Objective – Please copy out the forum reply below on trimming a plane for level flight upright and inverted, word for word and in full.

::: Selected extract

Brett scooped me, but I'm going to leave all these lovely words standing.

Trimmed level flight is at a different position for upright and inverted, with more variables in play for a plane that's not 0-0-0.

The first thing I'd check for is a bind in the controls around neutral -- if there's a bind around neutral in upright level but not inverted, then the controls will never settle there, so you'll always have to control around that spot.  I think you fly at a pretty high level, so it doesn't have to be obvious -- just a small sticky spot, or one place where it barely goes "tick" right around where things need to be in upright level flight.

Next -- are all your hinge gaps sealed?  Unsealed gaps do weird things as the airflow changes, and the bias on the stab will be different from upright to inverted.

Next -- does it fly level in both upright and inverted?  If it's nose up both ways you need more flap/elevator; if it's nose down both ways you need less; if it's nose up in upright and nose down in inverted then the flaps need to trail down a bit more, if it's nose down in upright and nose up in inverted then the flaps need to trail down a bit less (for a typical wing-lower tail-higher plane the flaps need to trail down a bit).

After I did those checks, I'm write a plaintive post here, hoping that some expert would jump in and help out!  While I was waiting for an answer I'd check for other asymmetries, like the stabilizer leading edge not being symmetrical, any twist in any surfaces (I think you'd have already checked -- but still.  Don't just check the wings -- check the flaps, the stab, and the elevators), and whether you have any up- or down-thrust.

::::::
::: Supplied material

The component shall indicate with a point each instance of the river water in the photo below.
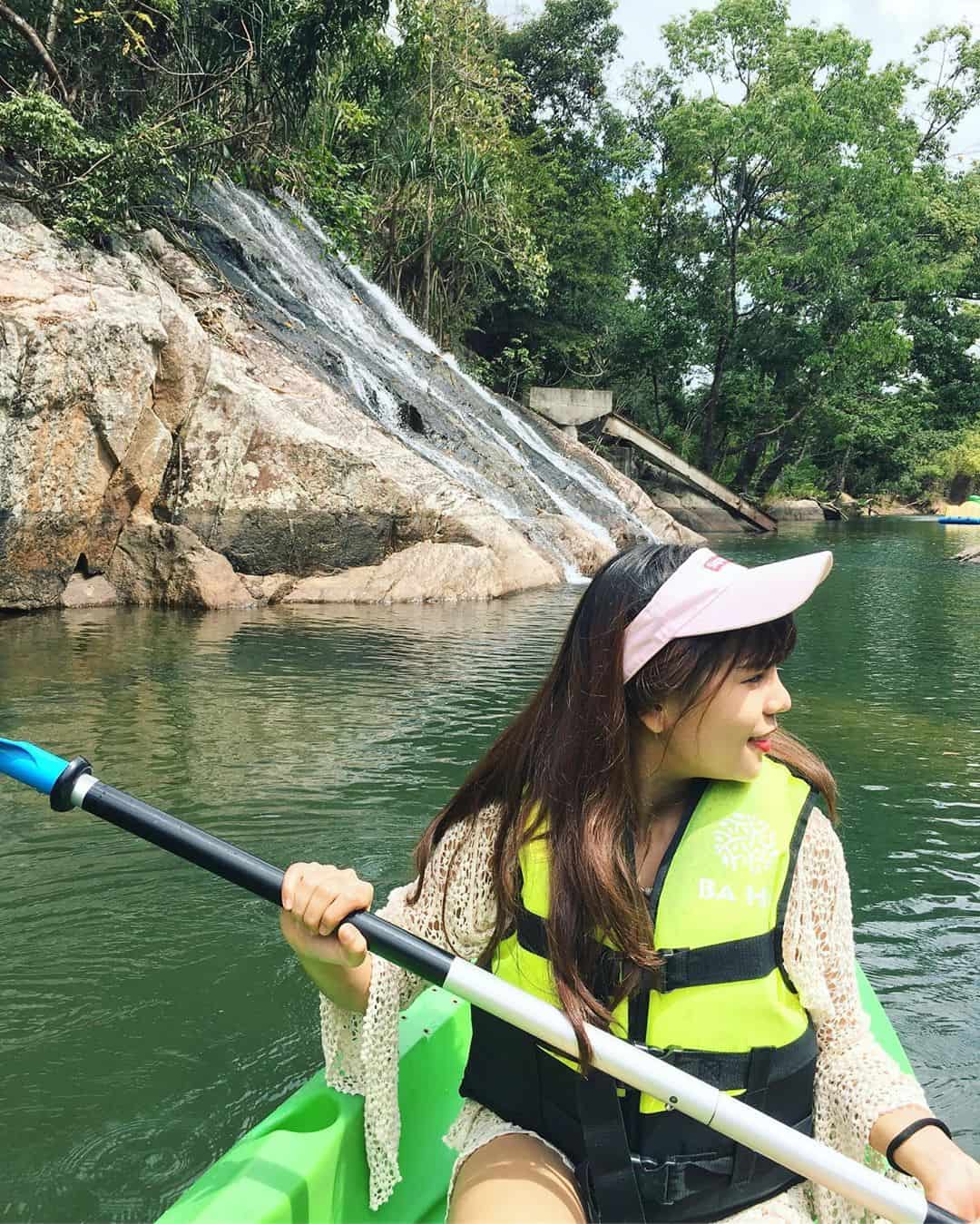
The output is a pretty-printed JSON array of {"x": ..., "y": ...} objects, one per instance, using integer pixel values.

::::::

Exercise solution –
Brett scooped me, but I'm going to leave all these lovely words standing.

Trimmed level flight is at a different position for upright and inverted, with more variables in play for a plane that's not 0-0-0.

The first thing I'd check for is a bind in the controls around neutral -- if there's a bind around neutral in upright level but not inverted, then the controls will never settle there, so you'll always have to control around that spot.  I think you fly at a pretty high level, so it doesn't have to be obvious -- just a small sticky spot, or one place where it barely goes "tick" right around where things need to be in upright level flight.

Next -- are all your hinge gaps sealed?  Unsealed gaps do weird things as the airflow changes, and the bias on the stab will be different from upright to inverted.

Next -- does it fly level in both upright and inverted?  If it's nose up both ways you need more flap/elevator; if it's nose down both ways you need less; if it's nose up in upright and nose down in inverted then the flaps need to trail down a bit more, if it's nose down in upright and nose up in inverted then the flaps need to trail down a bit less (for a typical wing-lower tail-higher plane the flaps need to trail down a bit).

After I did those checks, I'm write a plaintive post here, hoping that some expert would jump in and help out!  While I was waiting for an answer I'd check for other asymmetries, like the stabilizer leading edge not being symmetrical, any twist in any surfaces (I think you'd have already checked -- but still.  Don't just check the wings -- check the flaps, the stab, and the elevators), and whether you have any up- or down-thrust.